**Extrait cité:**
=-=-=

Elle peut porter sur des droits en pleine propriété ou en nue-propriété.
Pourquoi y recourir ?
Les objectifs poursuivis peuvent être divers : aider les jeunes générations, préparer sa succession et anticiper les conflits, optimiser le coût fiscal de la transmission.
L’accord de la génération intermédiaire
L’ascendant qui décide d’y recourir doit obtenir le consentement de ses enfants. Ces derniers ont en effet la qualité d’héritiers réservataires, c’est-à-dire qu’une partie de la succession de leur parent leur est réservée. Ils doivent donc accepter que leurs propres enfants soient allotis en leur lieu et place, en tout ou partie, et donc renoncer à tout ou partie de leur réserve au profit de ces derniers.
La donation-partage transgénérationnelle offre une certaine souplesse à l’ascendant donateur qui peut choisir d’allotir des petits-enfants seulement, ou des petits-enfants en même temps que des enfants.
Il est aussi possible d’incorporer des donations antérieures (comme dans une donation-partage classique). Ici, la spécificité réside dans la possibilité pour l’ascendant de redistribuer le bien initialement transmis à son enfant aux enfants de celui-ci (et de réaliser le saut de génération a posteriori). Bien entendu, les enfants devront consentir à cette redistribution.
Quelle fiscalité ?

=-=-=

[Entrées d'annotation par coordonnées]

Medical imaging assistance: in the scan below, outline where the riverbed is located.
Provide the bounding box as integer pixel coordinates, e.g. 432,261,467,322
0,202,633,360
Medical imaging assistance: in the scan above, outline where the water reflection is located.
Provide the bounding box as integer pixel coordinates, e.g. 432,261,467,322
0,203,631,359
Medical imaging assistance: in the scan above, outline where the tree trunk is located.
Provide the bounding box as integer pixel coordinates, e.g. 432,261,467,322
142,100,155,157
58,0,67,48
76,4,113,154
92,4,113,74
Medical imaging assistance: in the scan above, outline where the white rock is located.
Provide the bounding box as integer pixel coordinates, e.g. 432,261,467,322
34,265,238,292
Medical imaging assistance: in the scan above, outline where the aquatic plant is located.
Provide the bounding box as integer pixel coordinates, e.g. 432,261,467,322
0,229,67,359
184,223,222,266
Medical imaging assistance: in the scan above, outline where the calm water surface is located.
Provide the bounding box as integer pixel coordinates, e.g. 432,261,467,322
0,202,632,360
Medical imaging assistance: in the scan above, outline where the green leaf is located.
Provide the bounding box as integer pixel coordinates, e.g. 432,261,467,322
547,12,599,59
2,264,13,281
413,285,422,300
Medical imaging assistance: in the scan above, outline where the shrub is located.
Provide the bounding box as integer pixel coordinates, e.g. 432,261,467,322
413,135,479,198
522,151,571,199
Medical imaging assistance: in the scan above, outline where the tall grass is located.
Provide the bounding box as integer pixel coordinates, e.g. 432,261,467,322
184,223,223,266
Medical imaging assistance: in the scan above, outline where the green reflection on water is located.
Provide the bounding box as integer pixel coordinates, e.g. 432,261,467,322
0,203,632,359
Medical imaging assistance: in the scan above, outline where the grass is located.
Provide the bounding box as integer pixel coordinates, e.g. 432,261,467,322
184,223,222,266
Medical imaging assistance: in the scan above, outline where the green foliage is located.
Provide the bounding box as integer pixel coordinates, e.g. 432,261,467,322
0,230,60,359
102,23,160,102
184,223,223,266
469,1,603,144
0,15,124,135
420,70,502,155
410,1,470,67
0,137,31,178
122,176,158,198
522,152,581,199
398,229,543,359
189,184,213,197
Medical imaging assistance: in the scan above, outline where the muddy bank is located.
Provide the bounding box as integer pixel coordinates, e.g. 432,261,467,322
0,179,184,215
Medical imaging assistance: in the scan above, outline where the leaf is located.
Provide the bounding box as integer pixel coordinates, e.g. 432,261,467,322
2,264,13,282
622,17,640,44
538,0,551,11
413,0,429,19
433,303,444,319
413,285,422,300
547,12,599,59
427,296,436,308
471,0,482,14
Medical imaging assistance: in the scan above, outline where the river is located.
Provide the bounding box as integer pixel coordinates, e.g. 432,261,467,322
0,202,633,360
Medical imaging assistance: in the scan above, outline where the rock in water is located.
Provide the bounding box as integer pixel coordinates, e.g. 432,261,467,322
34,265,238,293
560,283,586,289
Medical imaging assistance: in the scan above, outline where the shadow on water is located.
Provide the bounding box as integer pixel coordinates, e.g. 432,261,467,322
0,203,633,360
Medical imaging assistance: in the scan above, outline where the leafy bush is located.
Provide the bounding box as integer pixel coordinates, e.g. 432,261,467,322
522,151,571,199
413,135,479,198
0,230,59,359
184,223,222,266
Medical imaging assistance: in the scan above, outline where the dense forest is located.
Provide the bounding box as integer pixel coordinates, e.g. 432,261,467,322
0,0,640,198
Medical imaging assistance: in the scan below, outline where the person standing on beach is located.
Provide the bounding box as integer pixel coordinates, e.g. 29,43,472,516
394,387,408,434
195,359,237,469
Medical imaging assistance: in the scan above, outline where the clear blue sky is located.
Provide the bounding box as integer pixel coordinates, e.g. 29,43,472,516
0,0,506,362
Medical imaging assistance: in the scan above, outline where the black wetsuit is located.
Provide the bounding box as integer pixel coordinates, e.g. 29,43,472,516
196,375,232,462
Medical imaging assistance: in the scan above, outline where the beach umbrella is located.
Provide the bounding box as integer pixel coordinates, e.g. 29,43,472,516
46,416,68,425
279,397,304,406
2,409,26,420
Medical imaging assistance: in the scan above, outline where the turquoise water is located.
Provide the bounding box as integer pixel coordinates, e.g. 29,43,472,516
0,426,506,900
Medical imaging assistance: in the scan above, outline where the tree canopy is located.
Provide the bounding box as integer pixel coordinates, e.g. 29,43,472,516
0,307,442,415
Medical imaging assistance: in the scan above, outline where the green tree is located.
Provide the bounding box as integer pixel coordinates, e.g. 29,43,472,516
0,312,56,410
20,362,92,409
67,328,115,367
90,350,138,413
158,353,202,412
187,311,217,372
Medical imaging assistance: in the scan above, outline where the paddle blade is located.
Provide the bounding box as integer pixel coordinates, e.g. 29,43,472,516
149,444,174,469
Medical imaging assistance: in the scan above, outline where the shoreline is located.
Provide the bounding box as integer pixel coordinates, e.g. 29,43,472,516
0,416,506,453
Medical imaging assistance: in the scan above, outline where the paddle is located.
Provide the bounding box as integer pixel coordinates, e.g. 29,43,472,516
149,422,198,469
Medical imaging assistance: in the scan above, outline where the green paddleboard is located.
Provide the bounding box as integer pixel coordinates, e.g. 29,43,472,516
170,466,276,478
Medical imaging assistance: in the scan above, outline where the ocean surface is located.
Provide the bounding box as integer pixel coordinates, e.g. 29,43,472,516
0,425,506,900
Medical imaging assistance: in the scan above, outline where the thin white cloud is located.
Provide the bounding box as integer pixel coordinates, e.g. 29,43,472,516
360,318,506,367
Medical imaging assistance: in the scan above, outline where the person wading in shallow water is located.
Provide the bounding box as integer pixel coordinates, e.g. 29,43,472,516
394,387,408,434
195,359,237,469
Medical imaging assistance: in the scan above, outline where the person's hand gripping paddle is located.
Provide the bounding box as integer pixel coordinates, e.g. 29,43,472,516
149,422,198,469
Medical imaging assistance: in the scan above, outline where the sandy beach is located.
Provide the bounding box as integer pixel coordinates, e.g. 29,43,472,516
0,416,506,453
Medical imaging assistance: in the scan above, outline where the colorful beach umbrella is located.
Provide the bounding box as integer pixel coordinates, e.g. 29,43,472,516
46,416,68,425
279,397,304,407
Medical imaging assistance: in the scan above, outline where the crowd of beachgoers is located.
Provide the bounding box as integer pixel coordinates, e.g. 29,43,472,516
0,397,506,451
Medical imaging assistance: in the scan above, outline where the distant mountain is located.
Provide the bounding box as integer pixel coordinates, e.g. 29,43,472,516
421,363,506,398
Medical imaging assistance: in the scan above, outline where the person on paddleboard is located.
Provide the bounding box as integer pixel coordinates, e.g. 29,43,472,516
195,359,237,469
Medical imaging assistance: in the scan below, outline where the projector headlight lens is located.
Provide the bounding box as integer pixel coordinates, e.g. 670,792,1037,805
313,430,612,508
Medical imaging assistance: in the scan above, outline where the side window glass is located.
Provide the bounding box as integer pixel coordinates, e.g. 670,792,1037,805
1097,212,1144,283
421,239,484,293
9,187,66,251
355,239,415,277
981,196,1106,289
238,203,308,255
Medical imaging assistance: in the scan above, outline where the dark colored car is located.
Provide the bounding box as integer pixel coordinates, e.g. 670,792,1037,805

=-=-=

**Exercices:**
1. Recopiez le passage de l'extrait sur la donation-partage transgénérationnelle compris entre "Il est aussi" et "Quelle fiscalité ?", ces deux bornes incluses.
2. D'après l'extrait sur la donation-partage transgénérationnelle, de qui l'ascendant qui décide d'y recourir doit-il obtenir le consentement ?
3. Reprenez l'extrait sur la donation-partage transgénérationnelle après sa dernière ligne et poursuivez-le.

**Réponses:**
1.
Il est aussi possible d’incorporer des donations antérieures (comme dans une donation-partage classique). Ici, la spécificité réside dans la possibilité pour l’ascendant de redistribuer le bien initialement transmis à son enfant aux enfants de celui-ci (et de réaliser le saut de génération a posteriori). Bien entendu, les enfants devront consentir à cette redistribution.
Quelle fiscalité ?

2. De ses enfants.

3.
Sur le plan fiscal, les droits de donation sont liquidés en fonction du lien de parenté entre l’ascendant donateur et les descendants allotis. Ainsi, le petit-enfant ne peut pas bénéficier de l’abattement de 100 000 € de l’enfant, bien qu’il soit alloti à sa place par l’ascendant donateur. Dans ce cas, c’est l’abattement grand-parent – petit-enfant de 31 865 € qui s’applique.
En cas de réincorporation d’une donation antérieure avec changement d’attributaire (le bien initialement donné est réattribué à un enfant du premier donataire), la fiscalité diffère selon la date à laquelle la donation a été consentie.
- Si la donation réincorporée a été consentie plus de 15 ans avant la donation-partage transgénérationnelle, seul le droit de partage (au taux actuel de 2,50 %) est dû. L’assiette du droit est la valeur du bien à la date de la réincorporation.
- Si elle a été consentie il y a moins de 15 ans, alors les droits de donation sont dus, en fonction du lien de parenté entre l’ascendant donateur et le petit-enfant alloti (application de l’abattement de 31 865 €). Les droits acquittés lors de la donation initiale s’imputent sur les droits qui seraient dus lors de la réincorporation.
Exemples
Exemple 1 : un cas simple de donation-partage transgénérationnelle
Monsieur DURAND, divorcé, 75 ans, a un fils, Marc, âgé de 50 ans. Marc a lui-même deux enfants, Claire (23 ans) et Céline (19 ans).
Monsieur DURAND est notamment propriétaire de 2 studios, d’une valeur de 150 000 € chacun. Son fils ayant une très bonne situation, il souhaite donner les 2 studios directement à ses petites-filles pour leur procurer des revenus locatifs, sans allotir son fils.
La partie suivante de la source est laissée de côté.